> _Task requirements_
Retype the data below without altering anything.

··· Entries supplied

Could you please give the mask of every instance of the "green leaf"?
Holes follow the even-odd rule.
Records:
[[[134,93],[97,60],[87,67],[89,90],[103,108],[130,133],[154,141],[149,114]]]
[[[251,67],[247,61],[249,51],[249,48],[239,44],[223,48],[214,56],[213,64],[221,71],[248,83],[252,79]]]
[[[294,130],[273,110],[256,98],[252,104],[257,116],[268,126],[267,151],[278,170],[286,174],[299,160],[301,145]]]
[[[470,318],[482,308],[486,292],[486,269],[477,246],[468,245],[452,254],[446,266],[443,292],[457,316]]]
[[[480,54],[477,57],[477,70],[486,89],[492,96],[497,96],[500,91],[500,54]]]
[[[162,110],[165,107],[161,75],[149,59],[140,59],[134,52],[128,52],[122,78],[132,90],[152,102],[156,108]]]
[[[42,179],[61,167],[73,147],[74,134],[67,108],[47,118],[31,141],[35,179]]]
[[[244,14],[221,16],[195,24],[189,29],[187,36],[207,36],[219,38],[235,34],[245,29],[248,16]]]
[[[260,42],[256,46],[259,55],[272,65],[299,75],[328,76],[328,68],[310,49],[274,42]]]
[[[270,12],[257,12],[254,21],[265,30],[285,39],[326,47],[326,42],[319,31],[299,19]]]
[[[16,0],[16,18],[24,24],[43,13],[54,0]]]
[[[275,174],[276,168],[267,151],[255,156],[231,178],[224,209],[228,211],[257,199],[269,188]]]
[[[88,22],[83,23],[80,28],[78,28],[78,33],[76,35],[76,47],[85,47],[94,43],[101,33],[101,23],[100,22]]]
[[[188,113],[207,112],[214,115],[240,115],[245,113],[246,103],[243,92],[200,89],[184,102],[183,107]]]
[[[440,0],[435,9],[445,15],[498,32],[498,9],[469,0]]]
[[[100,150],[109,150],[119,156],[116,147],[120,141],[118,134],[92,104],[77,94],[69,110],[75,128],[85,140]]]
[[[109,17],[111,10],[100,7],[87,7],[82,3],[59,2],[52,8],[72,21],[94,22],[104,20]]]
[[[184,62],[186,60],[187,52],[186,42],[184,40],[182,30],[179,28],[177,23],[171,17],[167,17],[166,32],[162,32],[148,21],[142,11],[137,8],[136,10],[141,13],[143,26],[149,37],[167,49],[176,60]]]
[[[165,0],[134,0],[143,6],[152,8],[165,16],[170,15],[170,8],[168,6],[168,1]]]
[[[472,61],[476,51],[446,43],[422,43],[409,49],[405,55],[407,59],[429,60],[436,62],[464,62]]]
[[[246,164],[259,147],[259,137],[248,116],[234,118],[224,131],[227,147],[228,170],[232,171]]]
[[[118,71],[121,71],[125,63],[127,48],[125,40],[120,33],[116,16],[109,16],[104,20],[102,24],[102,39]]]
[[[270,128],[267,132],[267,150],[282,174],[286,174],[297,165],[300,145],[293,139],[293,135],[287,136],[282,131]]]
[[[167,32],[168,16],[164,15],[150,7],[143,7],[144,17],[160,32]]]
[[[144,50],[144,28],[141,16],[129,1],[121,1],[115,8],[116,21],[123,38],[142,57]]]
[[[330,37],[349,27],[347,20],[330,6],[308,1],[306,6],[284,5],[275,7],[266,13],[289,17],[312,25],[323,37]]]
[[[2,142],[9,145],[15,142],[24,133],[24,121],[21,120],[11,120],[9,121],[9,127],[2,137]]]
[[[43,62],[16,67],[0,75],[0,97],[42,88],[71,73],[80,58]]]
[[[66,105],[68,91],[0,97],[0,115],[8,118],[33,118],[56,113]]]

······

> _Answer to this problem_
Could you please give the mask of every instance of the "green leaf"?
Holes follow the even-odd rule.
Records:
[[[134,93],[97,60],[87,67],[89,90],[103,108],[130,133],[154,141],[149,114]]]
[[[251,67],[247,61],[249,51],[249,48],[239,44],[223,48],[214,56],[213,64],[221,71],[248,83],[252,79]]]
[[[294,130],[273,110],[256,98],[252,104],[257,116],[268,126],[267,151],[278,170],[286,174],[299,160],[301,145]]]
[[[470,318],[482,308],[486,292],[486,269],[477,246],[468,245],[452,254],[446,266],[443,292],[457,316]]]
[[[480,54],[477,57],[477,70],[486,89],[492,96],[497,96],[500,91],[500,54]]]
[[[162,110],[165,107],[161,75],[149,59],[140,59],[134,52],[128,52],[122,78],[132,90],[152,102],[156,108]]]
[[[42,179],[61,167],[73,147],[74,134],[67,108],[47,118],[31,141],[35,179]]]
[[[244,14],[221,16],[195,24],[189,29],[187,36],[207,36],[219,38],[235,34],[245,29],[248,16]]]
[[[260,42],[256,46],[259,55],[272,65],[299,75],[328,76],[328,68],[310,49],[274,42]]]
[[[270,12],[257,12],[254,21],[265,30],[285,39],[326,47],[326,42],[319,31],[299,19]]]
[[[16,0],[16,18],[24,24],[43,13],[54,0]]]
[[[275,174],[276,168],[267,151],[255,156],[231,178],[224,209],[228,211],[257,199],[269,188]]]
[[[88,22],[83,23],[80,28],[78,28],[78,33],[76,35],[76,47],[85,47],[94,43],[101,33],[101,23],[100,22]]]
[[[188,113],[207,112],[214,115],[240,115],[245,113],[246,103],[243,92],[200,89],[184,102],[183,107]]]
[[[440,0],[435,9],[445,15],[498,32],[498,9],[469,0]]]
[[[100,150],[109,150],[119,156],[116,147],[120,141],[118,134],[92,104],[77,94],[69,110],[75,128],[85,140]]]
[[[109,17],[111,10],[100,7],[87,7],[82,3],[59,2],[52,8],[72,21],[94,22],[104,20]]]
[[[184,62],[186,60],[187,52],[186,42],[184,40],[182,30],[179,28],[177,23],[171,17],[167,17],[166,32],[162,32],[148,21],[142,11],[137,8],[136,10],[141,13],[143,26],[149,37],[167,49],[176,60]]]
[[[165,0],[134,0],[143,6],[152,8],[165,16],[170,15],[170,8],[168,6],[168,1]]]
[[[472,61],[476,51],[446,43],[422,43],[409,49],[405,55],[407,59],[429,60],[436,62],[464,62]]]
[[[246,164],[259,147],[259,137],[248,116],[234,118],[224,131],[227,147],[228,170],[232,171]]]
[[[118,71],[121,71],[125,63],[127,48],[125,40],[120,33],[116,16],[109,16],[104,20],[102,24],[102,39]]]
[[[270,128],[267,132],[267,150],[282,174],[286,174],[297,165],[300,145],[293,139],[293,135],[287,136],[282,131]]]
[[[167,32],[168,16],[164,15],[150,7],[143,7],[144,17],[160,32]]]
[[[144,50],[144,28],[141,16],[129,1],[121,1],[115,8],[116,21],[123,38],[142,57]]]
[[[330,37],[349,27],[347,20],[330,6],[308,1],[306,6],[284,5],[275,7],[266,13],[289,17],[312,25],[323,37]]]
[[[2,142],[9,145],[15,142],[24,133],[24,121],[21,120],[11,120],[9,121],[9,127],[2,137]]]
[[[43,62],[16,67],[0,75],[0,97],[42,88],[71,73],[80,58]]]
[[[66,105],[68,91],[0,97],[0,115],[8,118],[33,118],[56,113]]]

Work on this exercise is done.